*ENTRIES SHOWN*:
»»
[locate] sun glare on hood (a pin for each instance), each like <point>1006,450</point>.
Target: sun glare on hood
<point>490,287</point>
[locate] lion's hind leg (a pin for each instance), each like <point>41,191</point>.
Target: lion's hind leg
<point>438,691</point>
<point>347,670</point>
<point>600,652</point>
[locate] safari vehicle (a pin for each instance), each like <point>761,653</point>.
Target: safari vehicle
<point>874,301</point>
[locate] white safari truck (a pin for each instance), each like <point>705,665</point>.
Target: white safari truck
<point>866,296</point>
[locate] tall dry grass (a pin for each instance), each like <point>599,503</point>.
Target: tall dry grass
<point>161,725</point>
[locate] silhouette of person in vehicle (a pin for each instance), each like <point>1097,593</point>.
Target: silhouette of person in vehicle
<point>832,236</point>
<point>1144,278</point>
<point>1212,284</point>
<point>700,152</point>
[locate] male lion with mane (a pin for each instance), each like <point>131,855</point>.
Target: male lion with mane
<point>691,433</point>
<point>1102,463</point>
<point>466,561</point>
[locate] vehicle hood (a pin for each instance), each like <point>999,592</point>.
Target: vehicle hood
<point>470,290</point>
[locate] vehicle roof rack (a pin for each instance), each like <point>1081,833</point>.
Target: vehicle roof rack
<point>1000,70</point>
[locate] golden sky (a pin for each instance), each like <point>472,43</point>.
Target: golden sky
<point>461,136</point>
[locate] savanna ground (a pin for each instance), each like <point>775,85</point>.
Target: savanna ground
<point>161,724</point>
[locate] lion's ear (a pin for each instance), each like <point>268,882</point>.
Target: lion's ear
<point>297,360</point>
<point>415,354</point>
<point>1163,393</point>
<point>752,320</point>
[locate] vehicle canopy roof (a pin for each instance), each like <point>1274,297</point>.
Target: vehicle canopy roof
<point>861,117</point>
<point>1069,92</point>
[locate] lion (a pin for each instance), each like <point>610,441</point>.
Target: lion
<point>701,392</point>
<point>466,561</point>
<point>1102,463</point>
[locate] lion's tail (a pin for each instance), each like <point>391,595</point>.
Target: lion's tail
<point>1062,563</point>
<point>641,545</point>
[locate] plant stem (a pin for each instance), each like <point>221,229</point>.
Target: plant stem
««
*THE PROBLEM*: Write out each item above line for line, reproducing every character without alteration.

*TASK OUTPUT*:
[locate] sun glare on hood (a pin for each instance), each like <point>1006,450</point>.
Target: sun glare on hood
<point>490,287</point>
[locate] lion's hind leg (a pin for each instance), each like <point>41,191</point>.
Target: lion's hind leg
<point>438,691</point>
<point>347,670</point>
<point>600,652</point>
[locate] safari vehicle (a pin for each instance), each like <point>761,653</point>.
Target: safari vehicle
<point>874,301</point>
[locate] white safari truck (a pin for each instance), each like <point>705,665</point>.
Target: white safari truck
<point>866,296</point>
[locate] tall dry grass (a pin for each instance), each like <point>599,503</point>.
Target: tall dry grass
<point>161,725</point>
[locate] silhouette of person in vehicle (a pin for each instance), each like <point>1097,593</point>.
Target: silhouette of person in vehicle
<point>832,236</point>
<point>1144,278</point>
<point>1212,284</point>
<point>700,152</point>
[locate] male lion with mane (a pin for each instance), each like <point>131,855</point>.
Target: male lion with mane
<point>691,433</point>
<point>1102,463</point>
<point>466,561</point>
[locate] vehicle hood (a pin for each instance), each like <point>999,592</point>.
Target: vehicle hood
<point>470,290</point>
[locate] vehicle roof rack (a pin for each instance), each like <point>1081,833</point>.
Target: vehicle roof rack
<point>1000,70</point>
[locate] golden sky (a pin for each instance), each like <point>472,43</point>.
Target: golden sky
<point>461,136</point>
[locate] savanna ground (a pin for each instance), each like <point>775,85</point>.
Target: savanna ground
<point>161,724</point>
[locate] lion's ear (a pin for each instance), each like <point>268,882</point>.
Target: lion's ear
<point>297,360</point>
<point>415,354</point>
<point>1163,393</point>
<point>752,320</point>
[locate] vehicle canopy roof (a pin for each instance), each like <point>1274,297</point>.
Target: vehicle canopy roof
<point>861,117</point>
<point>1069,92</point>
[locate] lion (a pin for each instance), each like <point>610,441</point>.
Target: lion
<point>701,392</point>
<point>466,561</point>
<point>1102,463</point>
[locate] lion's tail (a pin for each instance), each like <point>391,595</point>.
Target: lion's tail
<point>1062,563</point>
<point>641,545</point>
[locate] plant stem (a pin for each instance), each like <point>221,229</point>.
Target: plant stem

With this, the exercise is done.